### [What you will do]
A: Quote the passage on office leasing in full.
B: In the rows, update the stretch from the line containing "form: point(61, 26)." through the line containing "point(50, 58)" by replacing "skunk cabbage flower" with "skunk cabbage bloom", and leave everything else unchanged. Give only those lines.

### [Passage to read]
━━━━━━
Too often executives approach their search for office space with the attitude, “I’m good at what I do, therefore, I can make a great lease deal.” Unfortunately they overlook the obvious:

          1. The building owner’s goal is make a profit. The tenant’s goal is to make a great deal.

          2. The typical building leasing agent negotiates 30 to 50 lease transactions a year. The typical multi-building owner negotiates or is involved in 100’s of lease transactions a year. The typical tenant negotiates one lease transaction every 3 to 5 years.

          3. The playing field is not level. Advantage owner.

What you don’t know about leasing can be costly. Here is an outline of what I consider to be “Leasing’s 7 Deadly Sins,” and how to avoid them:

1. Know you needs and develop them into a “State of Requirement.”

          Separate your requirements into “business needs” and “personal needs”.

 Business Needs Include:

  • Type of business may determine your location because of zoning or ease of customer access.

  • Company’s image might require locating in a high quality or highly visible building or location.

  • Amount you can afford to spend over the next 3 to 5 years on office space.

  •  Future expansion needs.

 Personal Needs Include:

  • Job Security

  • Location, close to your home, restaurants or hotels

  • Personal Image

2. Avoid False Confidence.

Regardless of how good you are at what you do, understand your needs and educate yourself.

  • Read your local newspapers and local business publications. Learn the trends in your local office market.

  • Learn and understand the common terminology of the office building industry.
━━━━━━
(Excerpt from a dataset)
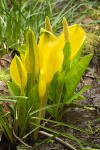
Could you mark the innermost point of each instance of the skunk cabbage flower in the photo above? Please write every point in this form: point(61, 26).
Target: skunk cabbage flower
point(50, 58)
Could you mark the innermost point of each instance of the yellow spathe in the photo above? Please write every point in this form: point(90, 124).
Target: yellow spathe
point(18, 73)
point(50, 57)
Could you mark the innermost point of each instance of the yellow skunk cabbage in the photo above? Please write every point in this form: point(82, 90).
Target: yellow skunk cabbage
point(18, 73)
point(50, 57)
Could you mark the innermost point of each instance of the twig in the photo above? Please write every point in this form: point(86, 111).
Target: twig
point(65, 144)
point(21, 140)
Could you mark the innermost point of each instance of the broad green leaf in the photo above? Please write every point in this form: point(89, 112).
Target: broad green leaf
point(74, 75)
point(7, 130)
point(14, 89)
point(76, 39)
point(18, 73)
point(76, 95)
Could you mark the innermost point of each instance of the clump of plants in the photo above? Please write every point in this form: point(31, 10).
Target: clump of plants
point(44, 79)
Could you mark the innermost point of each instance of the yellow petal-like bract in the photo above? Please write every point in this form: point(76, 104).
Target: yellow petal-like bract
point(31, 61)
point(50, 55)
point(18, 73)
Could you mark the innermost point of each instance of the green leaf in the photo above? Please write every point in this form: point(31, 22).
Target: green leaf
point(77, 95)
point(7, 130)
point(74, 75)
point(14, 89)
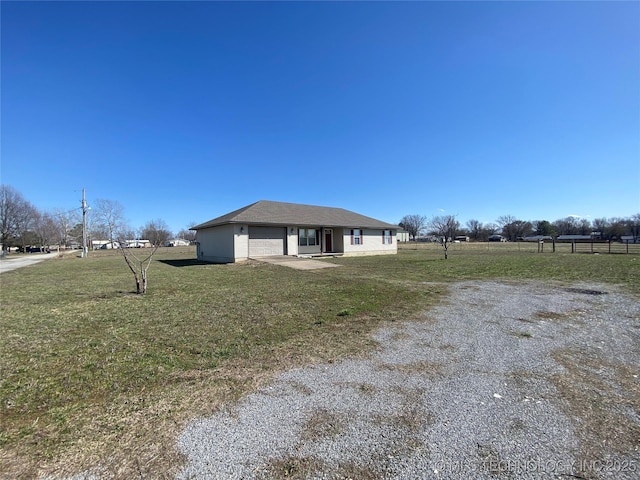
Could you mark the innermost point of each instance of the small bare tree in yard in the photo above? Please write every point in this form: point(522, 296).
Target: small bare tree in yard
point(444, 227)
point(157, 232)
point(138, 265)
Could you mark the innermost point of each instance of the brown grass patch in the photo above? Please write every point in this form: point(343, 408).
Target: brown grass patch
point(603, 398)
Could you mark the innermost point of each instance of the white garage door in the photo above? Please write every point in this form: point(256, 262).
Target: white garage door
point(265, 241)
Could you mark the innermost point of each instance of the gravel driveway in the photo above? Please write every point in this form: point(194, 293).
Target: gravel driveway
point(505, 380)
━━━━━━
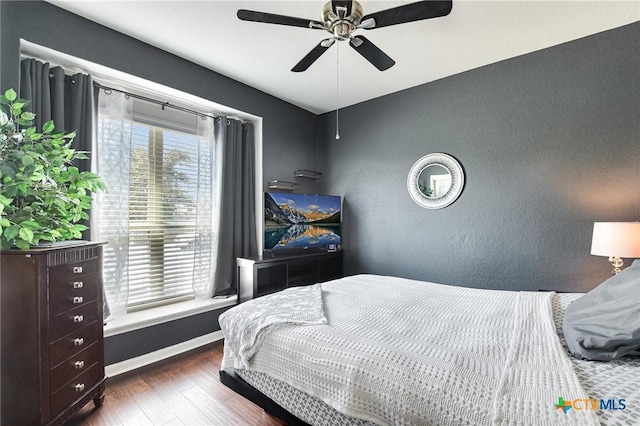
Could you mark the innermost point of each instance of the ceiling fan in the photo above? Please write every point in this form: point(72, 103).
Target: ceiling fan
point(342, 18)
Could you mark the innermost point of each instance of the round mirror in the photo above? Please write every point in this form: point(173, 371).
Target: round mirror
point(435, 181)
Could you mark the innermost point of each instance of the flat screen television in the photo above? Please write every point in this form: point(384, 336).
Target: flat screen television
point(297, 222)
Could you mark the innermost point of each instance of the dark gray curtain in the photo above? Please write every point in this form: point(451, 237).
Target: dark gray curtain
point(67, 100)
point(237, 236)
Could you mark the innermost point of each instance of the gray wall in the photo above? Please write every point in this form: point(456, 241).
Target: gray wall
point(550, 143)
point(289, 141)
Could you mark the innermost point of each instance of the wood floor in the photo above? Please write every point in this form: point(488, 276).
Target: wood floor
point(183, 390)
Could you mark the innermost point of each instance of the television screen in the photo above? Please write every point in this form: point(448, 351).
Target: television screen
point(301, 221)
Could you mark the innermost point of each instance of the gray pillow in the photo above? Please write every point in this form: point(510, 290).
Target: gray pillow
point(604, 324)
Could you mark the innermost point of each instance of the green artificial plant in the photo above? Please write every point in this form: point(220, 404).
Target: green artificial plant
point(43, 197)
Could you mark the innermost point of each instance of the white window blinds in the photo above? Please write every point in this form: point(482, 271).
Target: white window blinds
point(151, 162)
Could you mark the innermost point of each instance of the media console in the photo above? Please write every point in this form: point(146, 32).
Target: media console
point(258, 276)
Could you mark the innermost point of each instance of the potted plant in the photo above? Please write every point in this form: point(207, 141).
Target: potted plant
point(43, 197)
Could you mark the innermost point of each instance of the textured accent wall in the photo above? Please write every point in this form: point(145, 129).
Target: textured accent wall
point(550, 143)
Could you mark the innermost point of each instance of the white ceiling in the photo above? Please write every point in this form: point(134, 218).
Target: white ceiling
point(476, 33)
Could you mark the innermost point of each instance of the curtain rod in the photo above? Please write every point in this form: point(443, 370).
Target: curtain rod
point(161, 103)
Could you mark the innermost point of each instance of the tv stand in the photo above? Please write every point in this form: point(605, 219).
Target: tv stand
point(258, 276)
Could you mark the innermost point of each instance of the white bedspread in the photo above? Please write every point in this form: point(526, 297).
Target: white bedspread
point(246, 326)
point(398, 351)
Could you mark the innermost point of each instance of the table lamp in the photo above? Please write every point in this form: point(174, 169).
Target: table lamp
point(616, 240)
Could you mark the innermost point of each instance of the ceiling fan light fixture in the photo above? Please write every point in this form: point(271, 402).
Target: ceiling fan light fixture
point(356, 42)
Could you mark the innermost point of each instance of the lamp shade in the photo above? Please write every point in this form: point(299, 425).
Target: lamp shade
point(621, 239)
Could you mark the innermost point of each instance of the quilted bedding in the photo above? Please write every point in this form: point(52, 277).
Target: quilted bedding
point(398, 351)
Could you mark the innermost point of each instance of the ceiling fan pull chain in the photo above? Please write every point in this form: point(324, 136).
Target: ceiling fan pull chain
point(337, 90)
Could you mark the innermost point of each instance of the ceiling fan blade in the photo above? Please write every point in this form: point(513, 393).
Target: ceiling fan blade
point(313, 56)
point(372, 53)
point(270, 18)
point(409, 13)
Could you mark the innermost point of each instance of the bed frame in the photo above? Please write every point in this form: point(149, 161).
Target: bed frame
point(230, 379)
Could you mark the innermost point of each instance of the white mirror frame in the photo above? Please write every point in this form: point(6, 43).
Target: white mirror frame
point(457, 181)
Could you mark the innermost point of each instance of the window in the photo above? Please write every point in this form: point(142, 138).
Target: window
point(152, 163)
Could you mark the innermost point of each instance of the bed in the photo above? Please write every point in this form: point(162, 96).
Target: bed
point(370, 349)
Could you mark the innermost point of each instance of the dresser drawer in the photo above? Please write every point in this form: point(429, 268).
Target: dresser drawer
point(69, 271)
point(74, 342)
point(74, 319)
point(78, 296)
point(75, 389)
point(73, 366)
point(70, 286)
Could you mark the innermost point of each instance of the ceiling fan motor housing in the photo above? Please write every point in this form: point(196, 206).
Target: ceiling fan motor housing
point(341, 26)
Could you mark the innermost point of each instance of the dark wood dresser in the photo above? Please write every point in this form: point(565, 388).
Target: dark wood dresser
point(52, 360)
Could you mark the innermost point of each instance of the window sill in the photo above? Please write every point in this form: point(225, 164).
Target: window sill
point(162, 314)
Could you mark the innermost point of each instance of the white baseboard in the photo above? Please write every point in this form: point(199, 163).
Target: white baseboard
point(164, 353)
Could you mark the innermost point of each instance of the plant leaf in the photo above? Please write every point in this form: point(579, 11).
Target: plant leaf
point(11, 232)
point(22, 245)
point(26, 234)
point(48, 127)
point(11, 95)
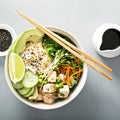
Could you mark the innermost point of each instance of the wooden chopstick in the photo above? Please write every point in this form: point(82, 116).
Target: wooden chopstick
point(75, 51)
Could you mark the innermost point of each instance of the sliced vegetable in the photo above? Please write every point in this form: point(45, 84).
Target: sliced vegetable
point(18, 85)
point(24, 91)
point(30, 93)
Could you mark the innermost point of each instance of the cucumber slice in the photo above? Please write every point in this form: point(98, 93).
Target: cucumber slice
━━━━━━
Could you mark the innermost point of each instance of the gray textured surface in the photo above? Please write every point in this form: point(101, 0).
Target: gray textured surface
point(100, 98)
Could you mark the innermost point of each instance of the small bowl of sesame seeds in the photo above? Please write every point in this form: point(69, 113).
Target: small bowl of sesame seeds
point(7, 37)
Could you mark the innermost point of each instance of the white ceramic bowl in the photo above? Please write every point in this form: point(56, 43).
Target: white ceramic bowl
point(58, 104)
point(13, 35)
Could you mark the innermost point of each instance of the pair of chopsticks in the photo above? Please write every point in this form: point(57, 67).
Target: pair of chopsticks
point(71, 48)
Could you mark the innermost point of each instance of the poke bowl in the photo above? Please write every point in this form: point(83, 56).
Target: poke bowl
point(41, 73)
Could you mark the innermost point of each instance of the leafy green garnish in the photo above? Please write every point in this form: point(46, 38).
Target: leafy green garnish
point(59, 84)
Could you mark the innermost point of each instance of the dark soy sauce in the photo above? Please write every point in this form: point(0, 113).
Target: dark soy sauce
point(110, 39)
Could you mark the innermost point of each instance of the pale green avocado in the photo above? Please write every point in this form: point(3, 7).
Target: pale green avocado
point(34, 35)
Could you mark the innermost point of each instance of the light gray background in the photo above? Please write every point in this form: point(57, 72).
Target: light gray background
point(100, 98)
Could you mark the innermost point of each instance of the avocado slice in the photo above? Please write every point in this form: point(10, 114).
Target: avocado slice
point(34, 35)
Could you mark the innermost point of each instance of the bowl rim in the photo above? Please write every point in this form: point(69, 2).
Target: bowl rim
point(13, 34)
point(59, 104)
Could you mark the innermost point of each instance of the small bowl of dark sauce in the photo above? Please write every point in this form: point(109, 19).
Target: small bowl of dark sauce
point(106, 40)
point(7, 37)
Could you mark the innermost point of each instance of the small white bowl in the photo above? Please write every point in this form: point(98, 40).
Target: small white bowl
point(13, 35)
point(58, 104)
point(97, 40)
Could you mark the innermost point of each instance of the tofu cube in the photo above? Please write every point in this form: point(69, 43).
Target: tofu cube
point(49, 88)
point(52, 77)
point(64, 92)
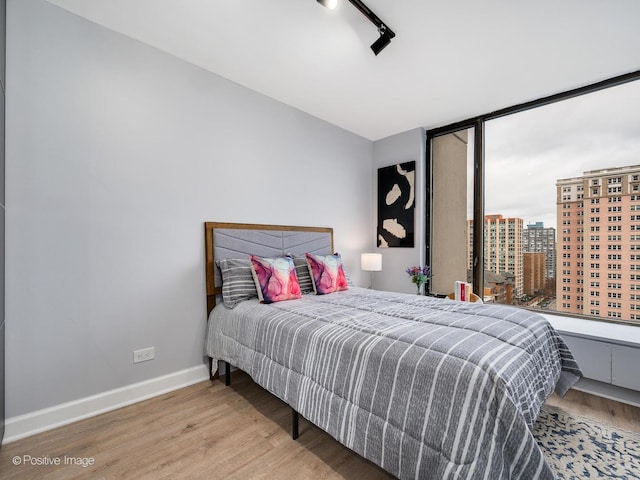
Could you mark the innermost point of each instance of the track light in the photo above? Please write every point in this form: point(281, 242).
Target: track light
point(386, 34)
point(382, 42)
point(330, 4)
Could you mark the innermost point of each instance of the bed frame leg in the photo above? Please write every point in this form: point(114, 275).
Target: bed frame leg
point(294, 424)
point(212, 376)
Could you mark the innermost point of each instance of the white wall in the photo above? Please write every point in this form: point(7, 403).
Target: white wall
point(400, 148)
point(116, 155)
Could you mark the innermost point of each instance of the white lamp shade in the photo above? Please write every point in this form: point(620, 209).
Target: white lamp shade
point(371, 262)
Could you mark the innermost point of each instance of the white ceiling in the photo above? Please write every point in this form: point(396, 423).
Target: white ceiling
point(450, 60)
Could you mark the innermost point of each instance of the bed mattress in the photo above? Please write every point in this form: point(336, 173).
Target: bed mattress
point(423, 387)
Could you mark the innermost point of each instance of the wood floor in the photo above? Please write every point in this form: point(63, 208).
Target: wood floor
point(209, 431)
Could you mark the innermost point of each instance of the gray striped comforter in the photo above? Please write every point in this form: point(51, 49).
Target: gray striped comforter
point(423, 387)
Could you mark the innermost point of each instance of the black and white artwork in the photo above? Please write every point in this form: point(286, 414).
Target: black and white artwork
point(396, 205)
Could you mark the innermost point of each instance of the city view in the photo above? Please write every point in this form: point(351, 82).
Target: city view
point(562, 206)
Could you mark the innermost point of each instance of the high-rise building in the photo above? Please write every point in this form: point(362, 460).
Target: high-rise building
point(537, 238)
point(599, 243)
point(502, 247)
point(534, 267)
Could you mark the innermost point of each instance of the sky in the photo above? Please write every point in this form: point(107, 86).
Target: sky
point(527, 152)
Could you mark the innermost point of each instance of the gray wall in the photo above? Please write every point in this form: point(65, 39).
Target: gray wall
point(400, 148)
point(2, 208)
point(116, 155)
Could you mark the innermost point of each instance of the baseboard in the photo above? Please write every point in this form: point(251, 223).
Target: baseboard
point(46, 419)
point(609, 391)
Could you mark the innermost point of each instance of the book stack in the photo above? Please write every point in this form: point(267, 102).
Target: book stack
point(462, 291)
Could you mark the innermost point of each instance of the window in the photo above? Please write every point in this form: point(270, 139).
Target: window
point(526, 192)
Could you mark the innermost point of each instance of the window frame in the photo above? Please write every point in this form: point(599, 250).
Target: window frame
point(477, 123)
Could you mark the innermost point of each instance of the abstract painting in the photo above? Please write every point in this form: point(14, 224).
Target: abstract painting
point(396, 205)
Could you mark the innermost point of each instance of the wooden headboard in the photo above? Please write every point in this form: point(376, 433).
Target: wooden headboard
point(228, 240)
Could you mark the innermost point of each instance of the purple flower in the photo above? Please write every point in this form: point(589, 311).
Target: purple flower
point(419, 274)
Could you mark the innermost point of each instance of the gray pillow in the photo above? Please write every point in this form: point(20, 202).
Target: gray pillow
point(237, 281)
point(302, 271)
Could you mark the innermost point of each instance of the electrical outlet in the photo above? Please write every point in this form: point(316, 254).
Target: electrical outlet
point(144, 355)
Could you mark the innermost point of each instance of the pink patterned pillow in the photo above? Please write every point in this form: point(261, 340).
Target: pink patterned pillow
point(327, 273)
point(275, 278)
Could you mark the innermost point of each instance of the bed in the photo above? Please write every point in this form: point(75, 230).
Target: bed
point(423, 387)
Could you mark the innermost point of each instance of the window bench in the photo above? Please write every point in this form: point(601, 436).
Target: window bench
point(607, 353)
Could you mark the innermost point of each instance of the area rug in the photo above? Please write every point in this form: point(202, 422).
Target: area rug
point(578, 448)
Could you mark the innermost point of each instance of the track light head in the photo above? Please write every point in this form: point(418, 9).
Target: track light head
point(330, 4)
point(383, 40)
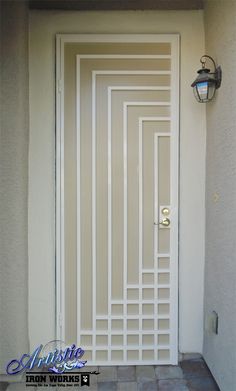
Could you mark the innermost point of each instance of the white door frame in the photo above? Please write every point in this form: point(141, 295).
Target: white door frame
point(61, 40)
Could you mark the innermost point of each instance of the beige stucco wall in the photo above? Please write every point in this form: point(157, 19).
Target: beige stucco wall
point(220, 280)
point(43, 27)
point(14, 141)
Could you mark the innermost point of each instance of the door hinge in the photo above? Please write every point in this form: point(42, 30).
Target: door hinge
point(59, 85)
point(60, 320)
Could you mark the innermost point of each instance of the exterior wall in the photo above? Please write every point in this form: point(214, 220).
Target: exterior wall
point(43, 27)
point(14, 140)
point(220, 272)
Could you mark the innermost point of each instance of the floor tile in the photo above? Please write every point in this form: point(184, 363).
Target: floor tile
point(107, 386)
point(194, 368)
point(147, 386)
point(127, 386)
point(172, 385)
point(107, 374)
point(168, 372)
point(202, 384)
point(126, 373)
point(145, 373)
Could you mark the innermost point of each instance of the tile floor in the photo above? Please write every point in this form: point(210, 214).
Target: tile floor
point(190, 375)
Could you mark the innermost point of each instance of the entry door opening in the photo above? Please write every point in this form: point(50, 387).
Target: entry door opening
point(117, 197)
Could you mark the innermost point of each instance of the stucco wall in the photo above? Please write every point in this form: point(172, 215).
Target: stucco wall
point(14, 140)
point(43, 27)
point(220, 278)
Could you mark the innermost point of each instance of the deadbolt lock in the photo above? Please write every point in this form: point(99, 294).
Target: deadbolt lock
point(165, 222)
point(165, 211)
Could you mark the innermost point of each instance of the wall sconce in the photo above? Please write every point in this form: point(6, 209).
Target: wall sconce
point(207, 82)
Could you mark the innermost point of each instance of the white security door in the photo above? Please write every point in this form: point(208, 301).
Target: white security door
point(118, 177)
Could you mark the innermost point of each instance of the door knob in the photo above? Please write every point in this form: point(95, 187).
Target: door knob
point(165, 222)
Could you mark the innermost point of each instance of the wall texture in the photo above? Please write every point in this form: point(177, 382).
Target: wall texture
━━━━━━
### [Final results]
A:
Too often executives approach their search for office space with the attitude, “I’m good at what I do, therefore, I can make a great lease deal.” Unfortunately they overlook the obvious:

          1. The building owner’s goal is make a profit. The tenant’s goal is to make a great deal.

          2. The typical building leasing agent negotiates 30 to 50 lease transactions a year. The typical multi-building owner negotiates or is involved in 100’s of lease transactions a year. The typical tenant negotiates one lease transaction every 3 to 5 years.

          3. The playing field is not level. Advantage owner.

What you don’t know about leasing can be costly. Here is an outline of what I consider to be “Leasing’s 7 Deadly Sins,” and how to avoid them:

1. Know you needs and develop them into a “State of Requirement.”

          Separate your requirements into “business needs” and “personal needs”.

 Business Needs Include:

  • Type of business may determine your location because of zoning or ease of customer access.

  • Company’s image might require locating in a high quality or highly visible building or location.

  • Amount you can afford to spend over the next 3 to 5 years on office space.

  •  Future expansion needs.

 Personal Needs Include:

  • Job Security

  • Location, close to your home, restaurants or hotels

  • Personal Image

2. Avoid False Confidence.

Regardless of how good you are at what you do, understand your needs and educate yourself.

  • Read your local newspapers and local business publications. Learn the trends in your local office market.

  • Learn and understand the common terminology of the office building industry.

B:
Could you mark the innermost point of each instance of the skunk cabbage bloom in the photo above? Please write every point in this form: point(61, 26).
Target: skunk cabbage bloom
point(50, 58)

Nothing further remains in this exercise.